■ TASK BRIEF
Leave the pictures out and quote only the lines from the one with "Task: where can the beige" down to the end of the listing below.

Records from a data collection:
· · ·

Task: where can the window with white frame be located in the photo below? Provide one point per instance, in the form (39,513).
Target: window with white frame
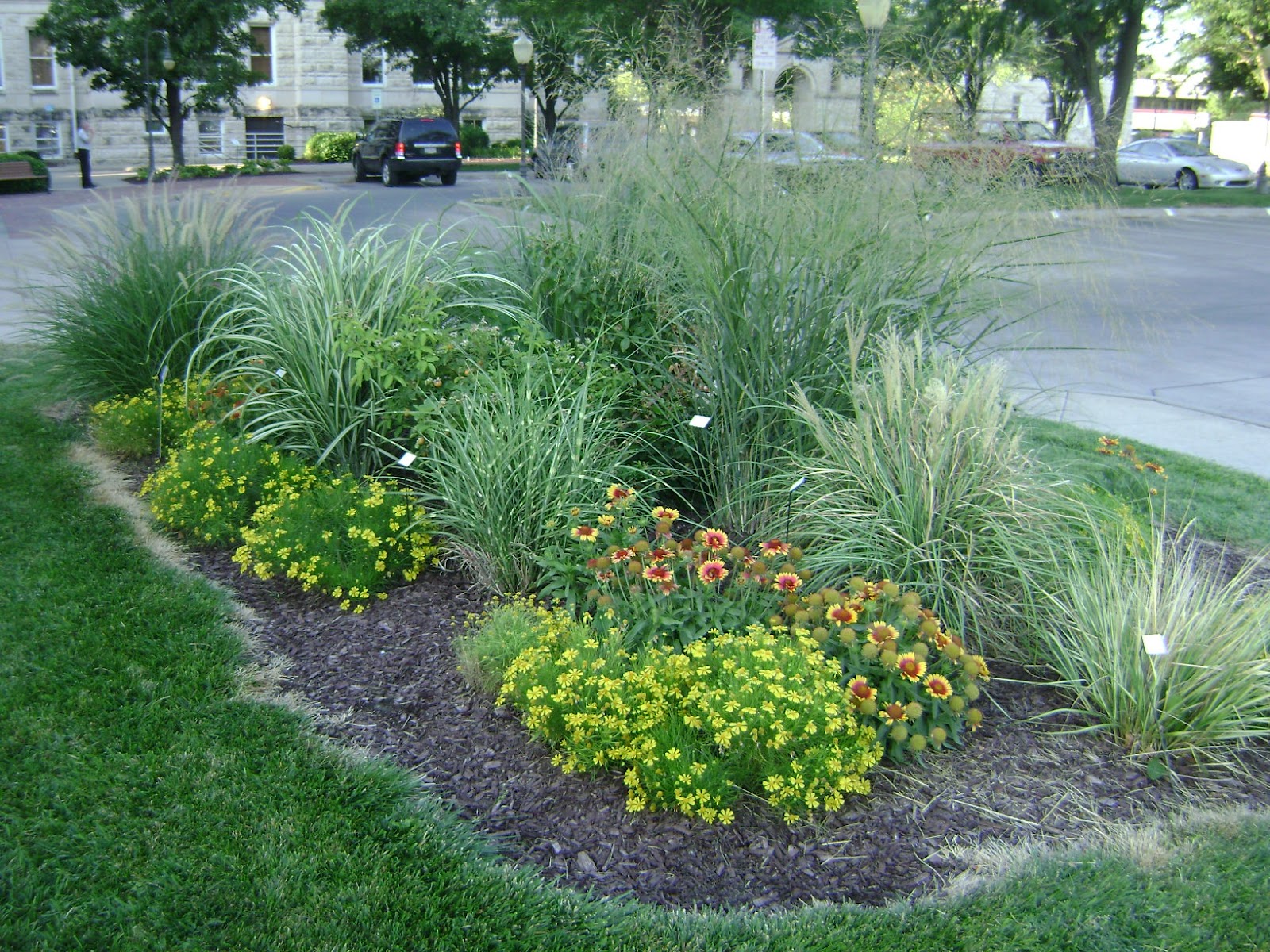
(211,137)
(375,65)
(42,73)
(48,139)
(262,54)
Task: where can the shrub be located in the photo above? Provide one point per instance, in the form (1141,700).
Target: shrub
(344,536)
(908,678)
(1210,692)
(657,588)
(213,486)
(330,148)
(925,484)
(473,139)
(741,712)
(130,427)
(133,279)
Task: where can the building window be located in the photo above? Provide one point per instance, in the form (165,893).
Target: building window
(374,67)
(211,137)
(262,54)
(48,140)
(42,74)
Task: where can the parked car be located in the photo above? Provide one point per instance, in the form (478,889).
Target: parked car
(1006,148)
(406,150)
(787,148)
(1178,162)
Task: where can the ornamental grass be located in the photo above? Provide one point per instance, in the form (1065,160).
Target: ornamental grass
(1208,693)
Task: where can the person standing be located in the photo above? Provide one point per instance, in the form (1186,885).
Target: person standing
(83,149)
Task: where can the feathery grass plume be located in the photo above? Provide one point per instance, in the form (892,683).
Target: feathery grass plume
(1210,693)
(310,333)
(926,486)
(133,279)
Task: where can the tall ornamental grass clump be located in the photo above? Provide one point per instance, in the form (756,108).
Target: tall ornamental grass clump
(337,329)
(1210,693)
(925,484)
(133,281)
(729,283)
(524,438)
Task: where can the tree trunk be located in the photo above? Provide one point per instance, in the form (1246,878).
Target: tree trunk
(175,121)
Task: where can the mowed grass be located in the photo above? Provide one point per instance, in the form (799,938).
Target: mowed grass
(1227,505)
(148,803)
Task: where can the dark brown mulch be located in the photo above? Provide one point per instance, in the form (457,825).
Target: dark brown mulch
(387,681)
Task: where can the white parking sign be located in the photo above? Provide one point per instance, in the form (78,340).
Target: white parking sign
(765,44)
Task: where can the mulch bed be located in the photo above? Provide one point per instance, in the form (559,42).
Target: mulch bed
(387,682)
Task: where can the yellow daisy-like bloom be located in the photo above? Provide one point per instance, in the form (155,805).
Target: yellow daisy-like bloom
(620,497)
(774,547)
(711,570)
(880,632)
(787,582)
(911,666)
(937,687)
(842,615)
(893,712)
(860,689)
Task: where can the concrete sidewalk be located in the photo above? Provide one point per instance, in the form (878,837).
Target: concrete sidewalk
(1204,391)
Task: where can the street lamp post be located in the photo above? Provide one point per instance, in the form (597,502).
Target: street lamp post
(873,17)
(522,48)
(168,65)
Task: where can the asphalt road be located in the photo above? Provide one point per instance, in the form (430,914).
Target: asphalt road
(1145,324)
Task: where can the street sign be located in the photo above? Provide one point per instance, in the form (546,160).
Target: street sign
(765,44)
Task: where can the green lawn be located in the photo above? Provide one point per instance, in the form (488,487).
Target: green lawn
(148,804)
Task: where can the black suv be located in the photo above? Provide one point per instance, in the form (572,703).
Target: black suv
(403,150)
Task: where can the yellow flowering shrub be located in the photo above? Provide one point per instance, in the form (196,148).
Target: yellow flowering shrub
(344,536)
(761,712)
(129,427)
(210,488)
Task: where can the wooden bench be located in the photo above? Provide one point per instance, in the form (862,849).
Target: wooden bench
(22,171)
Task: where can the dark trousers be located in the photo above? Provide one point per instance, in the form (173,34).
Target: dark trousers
(86,169)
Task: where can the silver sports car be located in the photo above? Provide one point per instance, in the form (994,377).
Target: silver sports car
(1176,162)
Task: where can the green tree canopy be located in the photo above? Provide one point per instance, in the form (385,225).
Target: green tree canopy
(446,42)
(116,41)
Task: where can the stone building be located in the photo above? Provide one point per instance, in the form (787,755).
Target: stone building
(315,84)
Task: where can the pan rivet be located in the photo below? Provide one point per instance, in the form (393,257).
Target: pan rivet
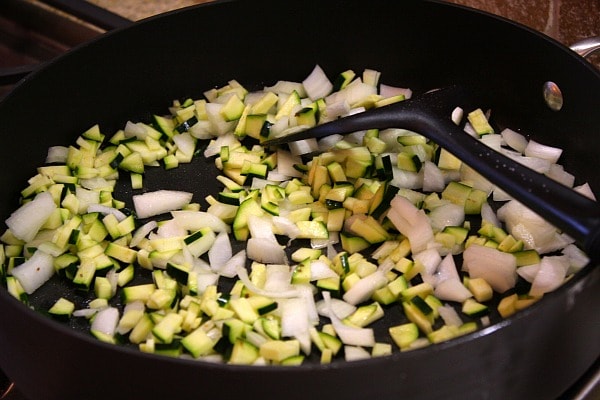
(553,96)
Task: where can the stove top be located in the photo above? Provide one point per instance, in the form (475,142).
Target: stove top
(33,32)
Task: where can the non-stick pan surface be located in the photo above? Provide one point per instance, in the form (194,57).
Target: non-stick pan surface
(131,73)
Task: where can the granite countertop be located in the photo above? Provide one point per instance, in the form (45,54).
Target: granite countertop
(567,21)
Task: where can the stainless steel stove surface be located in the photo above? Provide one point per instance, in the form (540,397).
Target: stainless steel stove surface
(34,31)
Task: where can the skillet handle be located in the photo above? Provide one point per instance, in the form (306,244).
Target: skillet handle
(586,47)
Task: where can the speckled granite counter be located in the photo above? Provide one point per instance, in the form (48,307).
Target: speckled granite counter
(565,20)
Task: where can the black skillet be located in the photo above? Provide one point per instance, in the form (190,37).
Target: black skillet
(137,71)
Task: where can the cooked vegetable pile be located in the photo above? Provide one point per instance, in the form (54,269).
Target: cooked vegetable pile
(376,222)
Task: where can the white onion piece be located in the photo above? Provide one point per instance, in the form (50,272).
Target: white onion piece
(457,115)
(278,278)
(57,154)
(348,334)
(433,179)
(285,163)
(142,232)
(185,143)
(452,290)
(304,146)
(577,258)
(206,279)
(265,251)
(514,140)
(450,315)
(242,274)
(551,275)
(285,226)
(364,288)
(261,228)
(106,321)
(528,272)
(585,190)
(321,270)
(448,214)
(316,84)
(488,214)
(355,353)
(196,220)
(329,142)
(545,152)
(126,324)
(295,321)
(214,147)
(499,269)
(388,91)
(230,268)
(447,269)
(159,202)
(85,312)
(412,222)
(26,221)
(341,308)
(97,183)
(34,272)
(105,210)
(430,259)
(220,252)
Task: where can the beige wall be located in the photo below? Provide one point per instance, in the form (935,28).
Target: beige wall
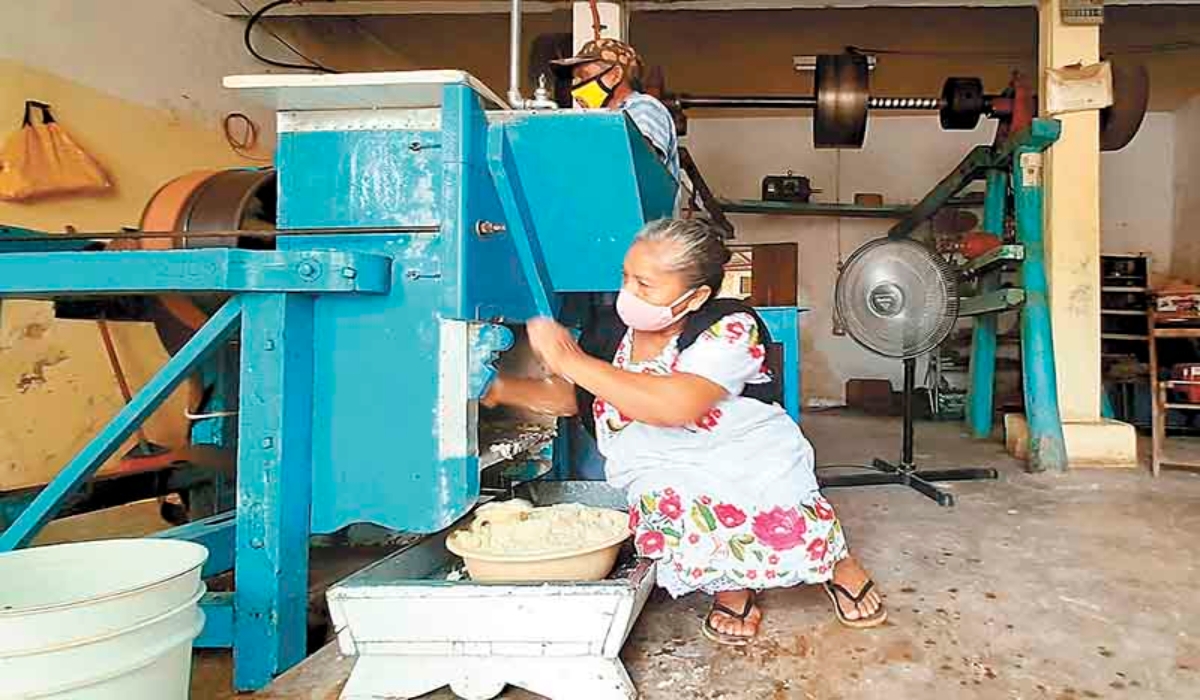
(1186,258)
(751,51)
(1138,197)
(903,159)
(137,84)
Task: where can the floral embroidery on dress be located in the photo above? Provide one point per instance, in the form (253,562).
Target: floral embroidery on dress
(707,544)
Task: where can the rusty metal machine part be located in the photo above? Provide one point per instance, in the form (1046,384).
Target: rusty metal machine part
(843,91)
(202,201)
(1131,97)
(841,102)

· · ·

■ COMPLETED EXERCISE
Task: where can the beige wall be located in the photo below? Provide one point per instance, in the form (935,28).
Target: beige wall
(1186,258)
(751,51)
(1138,197)
(903,159)
(137,84)
Task: where can the floral embroidery on dress be located in the photo above? Provide one point per instance, in the form (253,562).
Target: floral embroidery on dress
(707,544)
Task: where can the rusty metal machine part be located in the photo above? Provide one point per instance, in the form (1046,384).
Target: rusty metal machine part
(843,91)
(202,201)
(1131,97)
(841,102)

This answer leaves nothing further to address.